STATED EXERCISE
Output the entire forum thread about running FreeBSD 9.1 on HP Gen8 servers word for word.

EXTRACTED TEXT
[start]

# Compatibility HP Gen8 Servers with FreeBSD 9.1



## Cxr (Jul 22, 2013)

Dear

I wonder if any of you have had a chance to install FreeBSD 9.1 on a server with the following features. Have you had a compatibility issue?

Server: HP ProLiant DL320e Gen8, Intel Xeon E3-1220 v2 3.1GHz / 8MB / 4 cores, 4 GB
HDD: HP 450GB 6G SAS 15K 3.5IN SC (Amount: 2)
Card HP Ethernet 10 Gb 2-port 530T Adapter (Amount: 1)

Specifically these two:

1. HP 10 Gb Ethernet card based on the chipset: BCM57810S
2. HP 1 Gb 330i Ethernet Adapter 2 Ports per controller

Thanks for your reply.


----------



## jason321 (Aug 2, 2013)

You can install FreeBSD 9.1 on those specifications. As for details about Ethernet on FreeBSD, everything is controlled by drivers, for example: ae(4) that supports Attansic/Atheros L2 PCIe FastEthernet controllers, and are known to support the following hardware:
ASUS EeePC 701
ASUS EeePC 900

Other drivers are age(4), ale(4), axe(4) and bce(4).

[end]

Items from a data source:
[start]

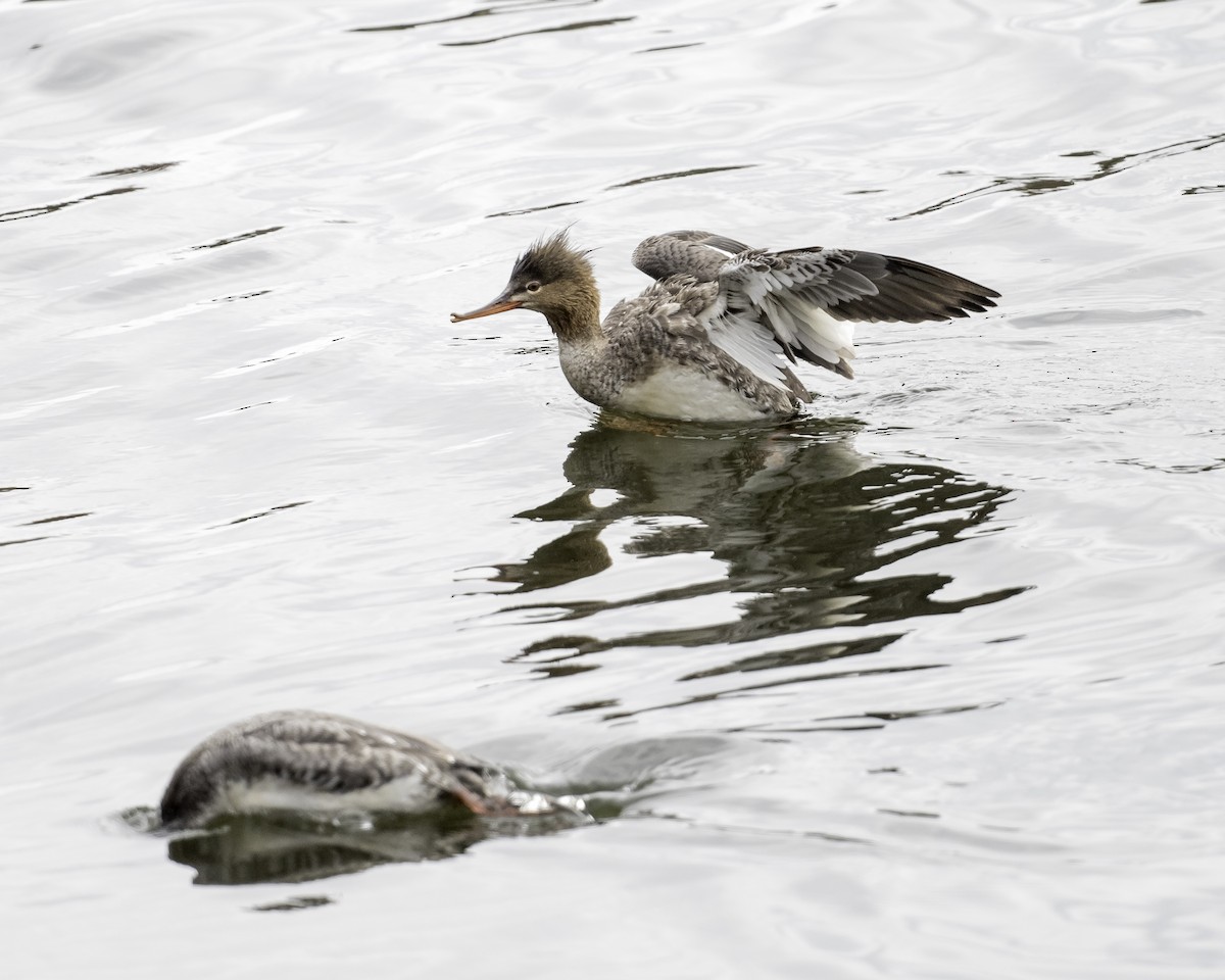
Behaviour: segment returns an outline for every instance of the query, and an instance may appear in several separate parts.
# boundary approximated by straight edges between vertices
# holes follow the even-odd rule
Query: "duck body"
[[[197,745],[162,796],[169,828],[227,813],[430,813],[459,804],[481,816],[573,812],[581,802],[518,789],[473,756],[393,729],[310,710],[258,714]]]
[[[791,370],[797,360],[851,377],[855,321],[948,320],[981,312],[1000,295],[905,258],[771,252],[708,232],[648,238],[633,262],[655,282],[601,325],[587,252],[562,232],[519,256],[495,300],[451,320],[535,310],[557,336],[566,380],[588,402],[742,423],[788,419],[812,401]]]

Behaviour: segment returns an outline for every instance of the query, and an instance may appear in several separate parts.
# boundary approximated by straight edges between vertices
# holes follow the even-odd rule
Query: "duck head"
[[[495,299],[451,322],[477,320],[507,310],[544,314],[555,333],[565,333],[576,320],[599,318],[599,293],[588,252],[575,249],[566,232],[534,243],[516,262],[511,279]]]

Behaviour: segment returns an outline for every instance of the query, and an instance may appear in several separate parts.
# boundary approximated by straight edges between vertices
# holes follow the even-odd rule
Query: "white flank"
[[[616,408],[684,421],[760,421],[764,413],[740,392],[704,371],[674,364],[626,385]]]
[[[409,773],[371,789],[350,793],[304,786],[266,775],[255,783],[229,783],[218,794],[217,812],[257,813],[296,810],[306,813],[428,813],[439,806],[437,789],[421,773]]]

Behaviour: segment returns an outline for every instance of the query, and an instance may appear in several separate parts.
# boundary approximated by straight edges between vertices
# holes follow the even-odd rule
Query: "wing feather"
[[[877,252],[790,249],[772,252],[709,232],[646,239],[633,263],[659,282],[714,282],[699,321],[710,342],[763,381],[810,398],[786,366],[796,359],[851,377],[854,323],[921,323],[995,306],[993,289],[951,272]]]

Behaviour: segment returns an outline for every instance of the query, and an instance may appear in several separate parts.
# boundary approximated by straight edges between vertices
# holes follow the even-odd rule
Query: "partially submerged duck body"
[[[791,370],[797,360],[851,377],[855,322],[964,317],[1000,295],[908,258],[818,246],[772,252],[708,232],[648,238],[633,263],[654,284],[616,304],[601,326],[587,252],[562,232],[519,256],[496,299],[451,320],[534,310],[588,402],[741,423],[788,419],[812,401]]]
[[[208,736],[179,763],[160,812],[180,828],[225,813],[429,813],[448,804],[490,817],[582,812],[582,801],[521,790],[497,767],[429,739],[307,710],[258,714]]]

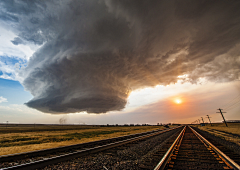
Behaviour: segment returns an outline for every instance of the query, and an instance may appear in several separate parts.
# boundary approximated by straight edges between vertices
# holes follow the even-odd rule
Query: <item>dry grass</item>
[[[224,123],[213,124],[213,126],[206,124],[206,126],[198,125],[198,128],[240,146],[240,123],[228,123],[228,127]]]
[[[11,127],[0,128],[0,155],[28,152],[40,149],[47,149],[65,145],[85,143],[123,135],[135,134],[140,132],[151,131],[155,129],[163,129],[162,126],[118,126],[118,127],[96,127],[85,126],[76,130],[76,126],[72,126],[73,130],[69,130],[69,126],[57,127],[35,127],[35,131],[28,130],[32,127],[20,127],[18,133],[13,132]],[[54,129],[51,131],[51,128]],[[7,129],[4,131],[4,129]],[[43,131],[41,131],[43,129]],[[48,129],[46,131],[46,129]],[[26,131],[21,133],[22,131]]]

[end]
[start]

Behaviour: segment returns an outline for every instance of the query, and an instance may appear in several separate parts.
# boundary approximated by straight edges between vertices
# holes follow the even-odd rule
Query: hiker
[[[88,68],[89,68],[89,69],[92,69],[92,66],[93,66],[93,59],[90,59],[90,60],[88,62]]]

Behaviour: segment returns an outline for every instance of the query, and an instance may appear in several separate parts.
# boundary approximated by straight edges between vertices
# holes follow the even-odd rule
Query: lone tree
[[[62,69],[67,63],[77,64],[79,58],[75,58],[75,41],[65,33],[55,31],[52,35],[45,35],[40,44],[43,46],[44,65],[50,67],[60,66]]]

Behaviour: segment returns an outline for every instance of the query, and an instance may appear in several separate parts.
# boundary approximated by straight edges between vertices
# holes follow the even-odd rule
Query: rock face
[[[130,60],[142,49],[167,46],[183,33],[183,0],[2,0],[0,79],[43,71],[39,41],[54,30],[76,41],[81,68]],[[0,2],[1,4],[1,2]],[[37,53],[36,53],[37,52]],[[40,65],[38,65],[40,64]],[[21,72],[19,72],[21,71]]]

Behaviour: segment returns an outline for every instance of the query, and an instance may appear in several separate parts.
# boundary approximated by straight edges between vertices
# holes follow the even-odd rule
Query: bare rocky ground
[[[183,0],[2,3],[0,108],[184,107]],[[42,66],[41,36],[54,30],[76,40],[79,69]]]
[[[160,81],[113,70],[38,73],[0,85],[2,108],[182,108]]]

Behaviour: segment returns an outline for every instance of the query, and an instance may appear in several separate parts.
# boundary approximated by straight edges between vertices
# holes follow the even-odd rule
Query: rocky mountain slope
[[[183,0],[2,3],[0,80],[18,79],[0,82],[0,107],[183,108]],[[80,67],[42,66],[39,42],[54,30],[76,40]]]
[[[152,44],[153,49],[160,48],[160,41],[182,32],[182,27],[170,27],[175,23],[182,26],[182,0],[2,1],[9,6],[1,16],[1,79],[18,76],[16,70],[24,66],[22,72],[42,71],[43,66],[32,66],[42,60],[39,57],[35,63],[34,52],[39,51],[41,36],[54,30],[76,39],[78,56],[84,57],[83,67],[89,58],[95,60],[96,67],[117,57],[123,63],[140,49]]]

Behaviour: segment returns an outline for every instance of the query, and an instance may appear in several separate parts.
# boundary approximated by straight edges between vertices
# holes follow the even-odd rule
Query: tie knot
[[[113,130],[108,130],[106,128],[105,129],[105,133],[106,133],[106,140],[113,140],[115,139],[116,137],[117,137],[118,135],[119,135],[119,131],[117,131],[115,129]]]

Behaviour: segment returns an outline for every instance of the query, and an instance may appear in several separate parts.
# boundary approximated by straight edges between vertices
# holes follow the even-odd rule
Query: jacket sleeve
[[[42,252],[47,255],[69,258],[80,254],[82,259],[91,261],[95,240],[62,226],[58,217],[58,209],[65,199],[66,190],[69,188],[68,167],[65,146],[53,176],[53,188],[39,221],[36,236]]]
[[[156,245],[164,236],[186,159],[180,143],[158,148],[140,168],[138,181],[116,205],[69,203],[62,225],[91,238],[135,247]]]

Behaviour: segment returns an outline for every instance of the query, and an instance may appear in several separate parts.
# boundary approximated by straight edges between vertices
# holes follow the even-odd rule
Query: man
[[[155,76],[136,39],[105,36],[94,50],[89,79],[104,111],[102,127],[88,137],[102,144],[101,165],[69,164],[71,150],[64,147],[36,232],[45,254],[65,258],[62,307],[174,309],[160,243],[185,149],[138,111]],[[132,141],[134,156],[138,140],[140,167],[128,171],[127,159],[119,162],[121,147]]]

[end]
[start]

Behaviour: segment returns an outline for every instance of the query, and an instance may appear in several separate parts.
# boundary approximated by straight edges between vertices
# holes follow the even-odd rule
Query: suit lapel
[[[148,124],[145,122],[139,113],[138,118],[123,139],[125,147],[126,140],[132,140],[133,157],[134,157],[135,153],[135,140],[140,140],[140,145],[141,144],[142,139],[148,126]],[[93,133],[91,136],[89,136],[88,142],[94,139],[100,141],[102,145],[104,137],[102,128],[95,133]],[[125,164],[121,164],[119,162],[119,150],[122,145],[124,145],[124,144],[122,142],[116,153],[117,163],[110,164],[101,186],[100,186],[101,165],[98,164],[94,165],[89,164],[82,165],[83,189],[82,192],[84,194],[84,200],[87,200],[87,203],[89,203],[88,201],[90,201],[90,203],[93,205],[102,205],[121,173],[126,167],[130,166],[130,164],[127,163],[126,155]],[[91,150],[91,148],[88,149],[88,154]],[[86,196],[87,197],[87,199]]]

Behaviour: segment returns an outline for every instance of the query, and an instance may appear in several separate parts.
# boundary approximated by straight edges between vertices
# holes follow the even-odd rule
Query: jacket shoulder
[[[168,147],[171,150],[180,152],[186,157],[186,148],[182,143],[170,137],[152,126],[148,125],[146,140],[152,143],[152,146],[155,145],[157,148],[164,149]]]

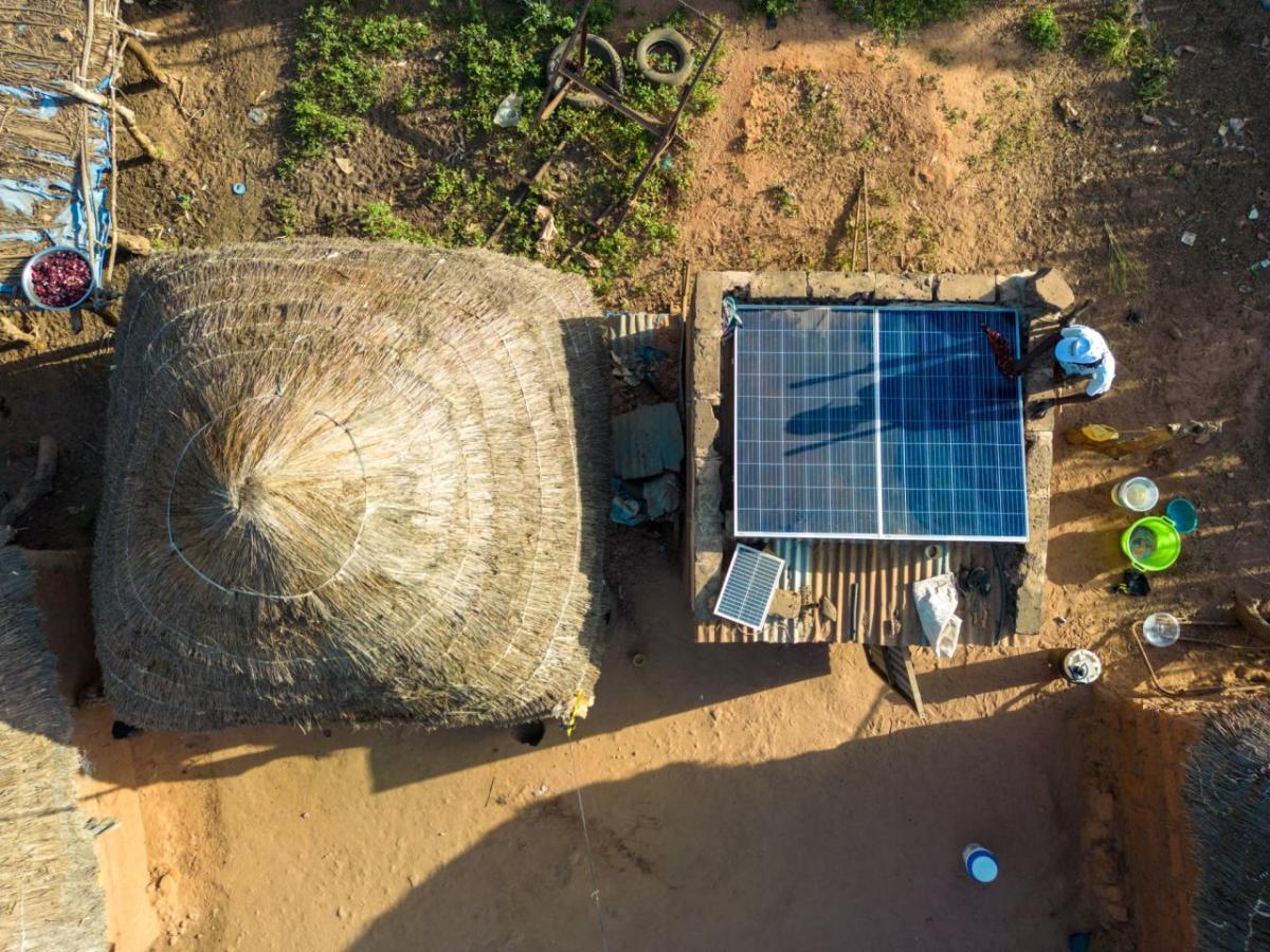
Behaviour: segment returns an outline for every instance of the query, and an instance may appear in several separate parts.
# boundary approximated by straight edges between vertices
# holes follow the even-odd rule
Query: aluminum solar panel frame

[end]

SOLUTION TO THIS EXERCISE
# Compatibility HP Gen8 Servers with FreeBSD 9.1



## Cxr (Jul 22, 2013)

Dear

I wonder if any of you have had a chance to install FreeBSD 9.1 on a server with the following features. Have you had a compatibility issue?

Server: HP ProLiant DL320e Gen8, Intel Xeon E3-1220 v2 3.1GHz / 8MB / 4 cores, 4 GB
HDD: HP 450GB 6G SAS 15K 3.5IN SC (Amount: 2)
Card HP Ethernet 10 Gb 2-port 530T Adapter (Amount: 1)

Specifically these two:

1. HP 10 Gb Ethernet card based on the chipset: BCM57810S
2. HP 1 Gb 330i Ethernet Adapter 2 Ports per controller

Thanks for your reply.


----------



## jason321 (Aug 2, 2013)

You can install FreeBSD 9.1 on those specifications. As for details about Ethernet on FreeBSD, everything is controlled by drivers, for example: ae(4) that supports Attansic/Atheros L2 PCIe FastEthernet controllers, and are known to support the following hardware:
ASUS EeePC 701
ASUS EeePC 900

Other drivers are age(4), ale(4), axe(4) and bce(4).